_Written problem:_
Convert the data below into a JSON array of strings with one string per line, omitting any blank lines.

_Materials provided:_
========================================

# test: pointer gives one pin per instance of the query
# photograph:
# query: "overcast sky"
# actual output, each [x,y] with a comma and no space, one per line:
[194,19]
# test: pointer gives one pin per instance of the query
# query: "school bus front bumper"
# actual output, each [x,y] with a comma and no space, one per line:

========================================

_Response:_
[
  "# test: pointer gives one pin per instance of the query",
  "# photograph:",
  "# query: \"overcast sky\"",
  "# actual output, each [x,y] with a comma and no space, one per line:",
  "[194,19]",
  "# test: pointer gives one pin per instance of the query",
  "# query: \"school bus front bumper\"",
  "# actual output, each [x,y] with a comma and no space, one per line:"
]